Written problem => Convert the lines below, from the one containing "For every instance of the silver" through the final line, into a JSON list of strings with one string per line. Leave out blank lines.

[Lines of data]
══════
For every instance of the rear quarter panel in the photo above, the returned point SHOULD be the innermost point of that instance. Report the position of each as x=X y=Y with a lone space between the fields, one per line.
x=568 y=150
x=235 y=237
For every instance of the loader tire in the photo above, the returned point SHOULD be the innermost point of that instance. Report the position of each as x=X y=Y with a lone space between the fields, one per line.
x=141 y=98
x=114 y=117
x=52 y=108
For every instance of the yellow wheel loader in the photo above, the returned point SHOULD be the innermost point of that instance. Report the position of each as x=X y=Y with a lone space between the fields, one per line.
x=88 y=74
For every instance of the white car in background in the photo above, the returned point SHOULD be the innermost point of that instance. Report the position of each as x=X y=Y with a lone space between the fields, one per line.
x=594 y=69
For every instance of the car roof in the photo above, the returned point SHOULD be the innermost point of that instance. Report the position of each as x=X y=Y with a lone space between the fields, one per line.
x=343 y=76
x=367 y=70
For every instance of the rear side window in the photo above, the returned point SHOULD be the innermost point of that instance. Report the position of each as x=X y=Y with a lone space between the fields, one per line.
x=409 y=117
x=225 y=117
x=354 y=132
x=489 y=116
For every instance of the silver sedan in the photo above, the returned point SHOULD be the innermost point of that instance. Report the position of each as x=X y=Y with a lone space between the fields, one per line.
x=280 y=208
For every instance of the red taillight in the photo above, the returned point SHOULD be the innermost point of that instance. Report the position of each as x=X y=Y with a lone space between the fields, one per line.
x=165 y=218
══════
Task solution =>
[
  "For every instance of the silver sedan in the photo above, the returned point SHOULD be the innermost point of that instance. Report the position of each as x=X y=Y with a lone space between the fields, one per line.",
  "x=280 y=208",
  "For every instance of the red taillight in the photo above, the returned point SHOULD be the innermost point of that instance. Report the position of each as x=X y=Y with a lone space between the fields, one per line.",
  "x=165 y=218"
]